Your objective -> Update the listing lines starting at the line containing "target: woman with dark hair" and ending at the line containing "Return the outline of every instance of the woman" so that "woman" becomes "person" throughout. Give back only those lines, with everything else unchanged.

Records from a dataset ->

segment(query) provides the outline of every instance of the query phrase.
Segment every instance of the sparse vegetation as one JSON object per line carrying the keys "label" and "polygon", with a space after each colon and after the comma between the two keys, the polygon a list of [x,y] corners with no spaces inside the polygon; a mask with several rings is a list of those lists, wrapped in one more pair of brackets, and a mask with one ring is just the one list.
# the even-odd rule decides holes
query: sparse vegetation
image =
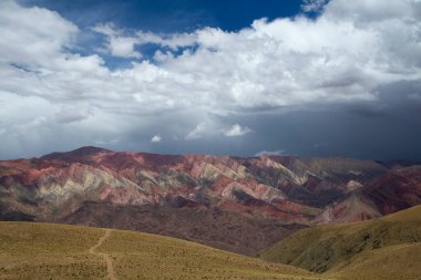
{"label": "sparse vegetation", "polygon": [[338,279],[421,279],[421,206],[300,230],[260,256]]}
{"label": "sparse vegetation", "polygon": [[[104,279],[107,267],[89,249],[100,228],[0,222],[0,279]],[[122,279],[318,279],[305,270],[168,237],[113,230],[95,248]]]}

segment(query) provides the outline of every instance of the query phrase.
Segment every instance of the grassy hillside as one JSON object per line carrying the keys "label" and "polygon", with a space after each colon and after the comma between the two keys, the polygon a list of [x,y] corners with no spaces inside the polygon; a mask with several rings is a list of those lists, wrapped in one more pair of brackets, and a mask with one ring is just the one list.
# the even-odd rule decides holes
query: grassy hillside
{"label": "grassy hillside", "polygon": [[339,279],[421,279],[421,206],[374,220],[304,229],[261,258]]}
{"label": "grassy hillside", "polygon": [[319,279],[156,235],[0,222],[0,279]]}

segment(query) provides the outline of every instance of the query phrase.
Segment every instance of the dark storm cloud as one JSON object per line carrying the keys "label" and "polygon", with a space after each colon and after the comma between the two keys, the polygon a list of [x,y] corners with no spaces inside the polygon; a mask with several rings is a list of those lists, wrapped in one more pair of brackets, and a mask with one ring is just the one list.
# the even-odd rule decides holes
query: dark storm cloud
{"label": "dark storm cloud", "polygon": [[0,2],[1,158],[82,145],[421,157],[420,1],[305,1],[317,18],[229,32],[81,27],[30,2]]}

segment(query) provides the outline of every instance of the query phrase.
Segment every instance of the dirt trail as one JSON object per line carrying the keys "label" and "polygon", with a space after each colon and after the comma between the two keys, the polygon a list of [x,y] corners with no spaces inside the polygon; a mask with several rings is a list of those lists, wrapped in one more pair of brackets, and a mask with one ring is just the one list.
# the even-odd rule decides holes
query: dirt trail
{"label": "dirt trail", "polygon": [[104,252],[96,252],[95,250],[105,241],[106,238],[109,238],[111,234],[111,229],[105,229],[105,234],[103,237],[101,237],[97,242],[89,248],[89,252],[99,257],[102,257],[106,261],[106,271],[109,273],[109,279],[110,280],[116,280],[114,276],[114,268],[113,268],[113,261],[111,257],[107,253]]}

* * *

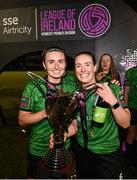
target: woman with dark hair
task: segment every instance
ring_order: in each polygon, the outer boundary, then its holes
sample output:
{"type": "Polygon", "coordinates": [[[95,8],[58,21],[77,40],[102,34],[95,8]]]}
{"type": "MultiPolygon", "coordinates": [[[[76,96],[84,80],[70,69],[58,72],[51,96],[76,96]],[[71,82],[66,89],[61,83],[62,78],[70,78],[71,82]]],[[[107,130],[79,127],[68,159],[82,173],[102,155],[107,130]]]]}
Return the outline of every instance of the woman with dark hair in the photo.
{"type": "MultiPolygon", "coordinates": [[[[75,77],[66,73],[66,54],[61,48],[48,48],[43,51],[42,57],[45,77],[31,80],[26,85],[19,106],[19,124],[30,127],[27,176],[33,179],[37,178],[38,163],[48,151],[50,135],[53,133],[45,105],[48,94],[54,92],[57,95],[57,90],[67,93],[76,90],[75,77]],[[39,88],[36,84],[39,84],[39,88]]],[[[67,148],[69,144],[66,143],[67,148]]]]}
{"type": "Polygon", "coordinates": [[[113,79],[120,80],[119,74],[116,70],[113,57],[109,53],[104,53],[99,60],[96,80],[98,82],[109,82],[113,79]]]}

---

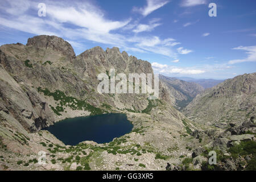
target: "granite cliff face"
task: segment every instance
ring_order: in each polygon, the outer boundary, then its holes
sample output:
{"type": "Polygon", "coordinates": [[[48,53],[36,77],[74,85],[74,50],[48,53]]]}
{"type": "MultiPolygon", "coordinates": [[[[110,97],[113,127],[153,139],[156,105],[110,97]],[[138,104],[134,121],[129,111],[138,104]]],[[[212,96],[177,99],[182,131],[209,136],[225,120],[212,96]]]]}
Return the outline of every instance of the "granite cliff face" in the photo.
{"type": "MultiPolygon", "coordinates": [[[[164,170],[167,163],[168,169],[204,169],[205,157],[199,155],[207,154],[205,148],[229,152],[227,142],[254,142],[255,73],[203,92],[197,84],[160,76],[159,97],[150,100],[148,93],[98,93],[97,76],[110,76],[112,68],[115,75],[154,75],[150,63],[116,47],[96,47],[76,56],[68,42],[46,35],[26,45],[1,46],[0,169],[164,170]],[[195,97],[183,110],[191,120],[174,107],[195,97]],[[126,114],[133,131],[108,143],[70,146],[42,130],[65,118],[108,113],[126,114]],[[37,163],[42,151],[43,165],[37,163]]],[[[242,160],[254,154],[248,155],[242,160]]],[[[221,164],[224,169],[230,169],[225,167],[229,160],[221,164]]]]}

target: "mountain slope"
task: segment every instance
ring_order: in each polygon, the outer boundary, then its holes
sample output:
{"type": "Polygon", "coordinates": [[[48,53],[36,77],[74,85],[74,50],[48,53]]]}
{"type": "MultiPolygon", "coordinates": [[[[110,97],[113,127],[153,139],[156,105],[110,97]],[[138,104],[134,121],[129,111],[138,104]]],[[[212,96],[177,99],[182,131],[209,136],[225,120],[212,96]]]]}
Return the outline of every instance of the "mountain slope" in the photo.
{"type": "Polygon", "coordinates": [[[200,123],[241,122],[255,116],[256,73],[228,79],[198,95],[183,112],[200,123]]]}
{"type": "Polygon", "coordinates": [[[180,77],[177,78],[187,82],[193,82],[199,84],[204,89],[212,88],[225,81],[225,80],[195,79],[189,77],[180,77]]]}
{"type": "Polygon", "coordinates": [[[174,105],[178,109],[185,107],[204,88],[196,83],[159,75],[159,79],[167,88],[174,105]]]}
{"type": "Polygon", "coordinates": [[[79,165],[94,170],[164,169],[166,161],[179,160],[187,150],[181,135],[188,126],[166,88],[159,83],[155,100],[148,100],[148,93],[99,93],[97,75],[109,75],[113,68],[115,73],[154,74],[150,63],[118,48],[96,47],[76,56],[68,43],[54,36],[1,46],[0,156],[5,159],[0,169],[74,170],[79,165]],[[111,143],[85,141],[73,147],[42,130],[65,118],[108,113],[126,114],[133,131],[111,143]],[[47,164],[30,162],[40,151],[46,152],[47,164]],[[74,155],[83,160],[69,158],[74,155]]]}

Full answer ->
target: person with dark hair
task: segment every instance
ring_order: in each polygon, the outer boundary, then its holes
sample output:
{"type": "Polygon", "coordinates": [[[95,8],[58,21],[77,40],[102,34],[95,8]]]}
{"type": "MultiPolygon", "coordinates": [[[[76,96],[84,80],[70,69],[58,72],[51,96],[76,96]],[[71,82],[66,89],[61,83],[62,78],[70,78],[71,82]]],[[[107,130],[79,127],[68,159],[82,173],[102,155],[107,130]]]]}
Return the outline of every instance of the person with dark hair in the photo.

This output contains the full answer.